- [EXERCISE]: Could you report every line of the listing below that holds the word "outline"?

⟨

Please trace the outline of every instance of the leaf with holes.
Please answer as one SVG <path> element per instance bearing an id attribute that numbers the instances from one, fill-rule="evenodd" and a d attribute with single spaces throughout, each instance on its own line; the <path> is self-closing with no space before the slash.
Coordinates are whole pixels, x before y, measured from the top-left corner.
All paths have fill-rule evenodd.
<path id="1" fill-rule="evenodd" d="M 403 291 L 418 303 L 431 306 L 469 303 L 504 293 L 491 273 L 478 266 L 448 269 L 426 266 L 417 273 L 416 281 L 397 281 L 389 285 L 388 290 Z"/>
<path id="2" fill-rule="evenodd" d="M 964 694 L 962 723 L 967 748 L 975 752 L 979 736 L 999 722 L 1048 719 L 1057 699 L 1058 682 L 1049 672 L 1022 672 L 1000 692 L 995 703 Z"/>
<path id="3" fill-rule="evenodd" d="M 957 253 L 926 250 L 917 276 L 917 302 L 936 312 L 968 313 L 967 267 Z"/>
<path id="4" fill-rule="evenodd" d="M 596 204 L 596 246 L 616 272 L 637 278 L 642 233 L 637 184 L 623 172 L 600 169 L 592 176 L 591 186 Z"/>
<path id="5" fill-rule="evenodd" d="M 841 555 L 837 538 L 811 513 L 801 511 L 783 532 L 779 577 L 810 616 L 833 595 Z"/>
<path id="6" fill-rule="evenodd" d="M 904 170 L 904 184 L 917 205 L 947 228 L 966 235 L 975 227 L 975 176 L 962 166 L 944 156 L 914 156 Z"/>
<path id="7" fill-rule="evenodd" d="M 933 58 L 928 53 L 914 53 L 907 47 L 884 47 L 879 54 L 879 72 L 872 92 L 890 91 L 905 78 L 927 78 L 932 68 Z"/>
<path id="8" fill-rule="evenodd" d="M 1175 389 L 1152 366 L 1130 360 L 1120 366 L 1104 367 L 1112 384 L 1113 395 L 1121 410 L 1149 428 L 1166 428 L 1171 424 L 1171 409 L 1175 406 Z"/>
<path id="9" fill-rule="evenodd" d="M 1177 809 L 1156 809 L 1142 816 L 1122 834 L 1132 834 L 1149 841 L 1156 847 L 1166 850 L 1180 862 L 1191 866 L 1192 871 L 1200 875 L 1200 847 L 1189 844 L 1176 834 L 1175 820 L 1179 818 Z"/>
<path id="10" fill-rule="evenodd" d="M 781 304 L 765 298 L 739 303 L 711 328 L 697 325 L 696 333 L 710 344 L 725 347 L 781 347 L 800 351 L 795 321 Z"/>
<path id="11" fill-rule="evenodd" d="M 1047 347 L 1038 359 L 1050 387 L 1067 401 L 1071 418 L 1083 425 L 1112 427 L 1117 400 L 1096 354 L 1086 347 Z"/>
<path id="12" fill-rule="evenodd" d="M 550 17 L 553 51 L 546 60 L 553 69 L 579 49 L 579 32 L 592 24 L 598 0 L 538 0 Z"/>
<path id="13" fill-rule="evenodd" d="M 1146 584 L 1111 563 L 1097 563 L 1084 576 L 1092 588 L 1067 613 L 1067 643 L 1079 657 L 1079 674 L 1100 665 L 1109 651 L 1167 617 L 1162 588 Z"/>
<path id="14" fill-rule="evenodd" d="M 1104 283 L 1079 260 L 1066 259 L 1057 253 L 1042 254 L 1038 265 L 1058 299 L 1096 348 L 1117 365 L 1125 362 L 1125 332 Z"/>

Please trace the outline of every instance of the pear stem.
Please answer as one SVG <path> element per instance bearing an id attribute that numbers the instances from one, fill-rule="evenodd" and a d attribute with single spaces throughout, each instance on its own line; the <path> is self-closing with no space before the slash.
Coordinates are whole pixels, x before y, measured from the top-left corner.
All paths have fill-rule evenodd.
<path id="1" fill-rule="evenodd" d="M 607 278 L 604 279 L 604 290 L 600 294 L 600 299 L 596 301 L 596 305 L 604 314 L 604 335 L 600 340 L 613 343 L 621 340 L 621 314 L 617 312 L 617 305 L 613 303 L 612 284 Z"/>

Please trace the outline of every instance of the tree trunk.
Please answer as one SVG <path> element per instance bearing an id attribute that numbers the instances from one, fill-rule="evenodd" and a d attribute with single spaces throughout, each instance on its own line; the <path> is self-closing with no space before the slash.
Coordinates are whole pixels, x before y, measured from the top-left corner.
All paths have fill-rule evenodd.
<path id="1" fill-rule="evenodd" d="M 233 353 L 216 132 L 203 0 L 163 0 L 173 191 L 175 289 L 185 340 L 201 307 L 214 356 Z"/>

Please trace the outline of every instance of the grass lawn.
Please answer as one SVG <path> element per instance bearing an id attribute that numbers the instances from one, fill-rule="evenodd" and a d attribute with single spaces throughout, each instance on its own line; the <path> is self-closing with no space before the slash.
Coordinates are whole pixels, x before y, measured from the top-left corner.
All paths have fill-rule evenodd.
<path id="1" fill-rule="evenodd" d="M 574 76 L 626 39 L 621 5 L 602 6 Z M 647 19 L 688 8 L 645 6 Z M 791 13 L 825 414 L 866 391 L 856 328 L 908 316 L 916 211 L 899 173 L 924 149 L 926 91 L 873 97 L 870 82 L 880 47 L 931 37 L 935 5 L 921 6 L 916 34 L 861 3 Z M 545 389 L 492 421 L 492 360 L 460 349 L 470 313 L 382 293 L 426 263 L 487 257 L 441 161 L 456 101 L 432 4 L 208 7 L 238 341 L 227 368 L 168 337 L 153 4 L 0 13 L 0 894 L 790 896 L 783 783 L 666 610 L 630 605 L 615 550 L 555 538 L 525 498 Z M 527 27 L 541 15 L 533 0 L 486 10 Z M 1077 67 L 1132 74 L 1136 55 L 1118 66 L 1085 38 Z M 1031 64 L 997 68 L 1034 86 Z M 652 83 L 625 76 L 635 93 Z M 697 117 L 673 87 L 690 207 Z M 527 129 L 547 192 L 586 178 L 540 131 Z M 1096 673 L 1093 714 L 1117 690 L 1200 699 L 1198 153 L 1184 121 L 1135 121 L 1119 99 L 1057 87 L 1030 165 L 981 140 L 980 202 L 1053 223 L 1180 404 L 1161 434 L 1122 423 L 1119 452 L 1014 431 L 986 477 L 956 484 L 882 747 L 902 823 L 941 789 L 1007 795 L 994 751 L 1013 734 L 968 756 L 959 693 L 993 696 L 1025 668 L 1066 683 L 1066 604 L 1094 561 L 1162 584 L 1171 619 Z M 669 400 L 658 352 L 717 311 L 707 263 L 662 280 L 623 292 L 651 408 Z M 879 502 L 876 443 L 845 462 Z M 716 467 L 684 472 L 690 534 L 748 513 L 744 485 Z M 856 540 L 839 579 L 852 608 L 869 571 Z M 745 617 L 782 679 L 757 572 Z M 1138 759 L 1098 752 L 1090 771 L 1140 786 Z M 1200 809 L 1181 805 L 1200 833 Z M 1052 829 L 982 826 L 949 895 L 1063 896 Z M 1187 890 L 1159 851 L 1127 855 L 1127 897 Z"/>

⟩
⟨

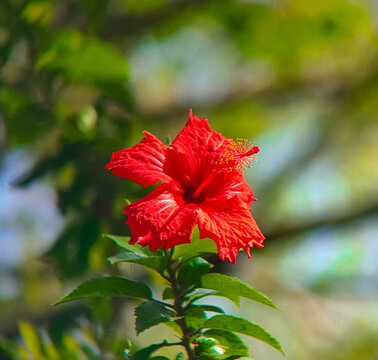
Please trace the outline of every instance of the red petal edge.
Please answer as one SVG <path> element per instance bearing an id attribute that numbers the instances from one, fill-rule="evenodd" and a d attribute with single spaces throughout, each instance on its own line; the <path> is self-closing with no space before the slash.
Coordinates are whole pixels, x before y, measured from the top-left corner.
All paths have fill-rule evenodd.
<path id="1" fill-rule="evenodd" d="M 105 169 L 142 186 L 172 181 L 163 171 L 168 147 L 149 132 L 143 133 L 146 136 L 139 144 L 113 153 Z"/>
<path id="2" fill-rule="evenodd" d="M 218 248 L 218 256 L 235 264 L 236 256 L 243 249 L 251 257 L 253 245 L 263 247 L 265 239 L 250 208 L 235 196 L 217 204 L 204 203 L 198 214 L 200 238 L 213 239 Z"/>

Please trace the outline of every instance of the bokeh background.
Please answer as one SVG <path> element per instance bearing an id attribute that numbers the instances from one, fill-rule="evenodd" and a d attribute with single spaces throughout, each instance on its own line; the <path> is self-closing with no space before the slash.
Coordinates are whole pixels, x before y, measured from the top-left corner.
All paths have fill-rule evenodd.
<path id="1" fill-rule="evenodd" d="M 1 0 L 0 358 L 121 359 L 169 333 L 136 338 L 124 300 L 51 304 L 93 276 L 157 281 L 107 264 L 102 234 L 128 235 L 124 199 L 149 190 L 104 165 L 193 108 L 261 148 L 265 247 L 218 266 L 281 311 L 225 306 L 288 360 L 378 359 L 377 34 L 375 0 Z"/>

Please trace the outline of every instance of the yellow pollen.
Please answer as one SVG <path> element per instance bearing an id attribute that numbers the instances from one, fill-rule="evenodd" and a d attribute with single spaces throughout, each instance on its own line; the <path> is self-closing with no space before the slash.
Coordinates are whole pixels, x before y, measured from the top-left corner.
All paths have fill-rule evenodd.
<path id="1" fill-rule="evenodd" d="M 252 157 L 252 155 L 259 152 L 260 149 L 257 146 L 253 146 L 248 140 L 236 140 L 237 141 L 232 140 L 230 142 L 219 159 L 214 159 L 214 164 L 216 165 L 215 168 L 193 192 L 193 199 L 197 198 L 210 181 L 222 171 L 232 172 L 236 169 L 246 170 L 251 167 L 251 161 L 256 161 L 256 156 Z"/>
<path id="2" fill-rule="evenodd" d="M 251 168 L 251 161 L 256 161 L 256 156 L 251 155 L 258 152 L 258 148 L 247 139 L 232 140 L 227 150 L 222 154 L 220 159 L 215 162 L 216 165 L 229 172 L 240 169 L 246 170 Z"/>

⟩

- [ANSWER SECTION]:
Please trace the outline of every instance of the leaf with holes.
Please trace the outline of every instance of the pear stem.
Please trace the outline of every instance of the tree trunk.
Please trace the outline of every instance of the grass lawn.
Please trace the outline of every instance of the red petal edge.
Please trace the outline of every instance of the bokeh background.
Please trace the outline of every instance of the yellow pollen.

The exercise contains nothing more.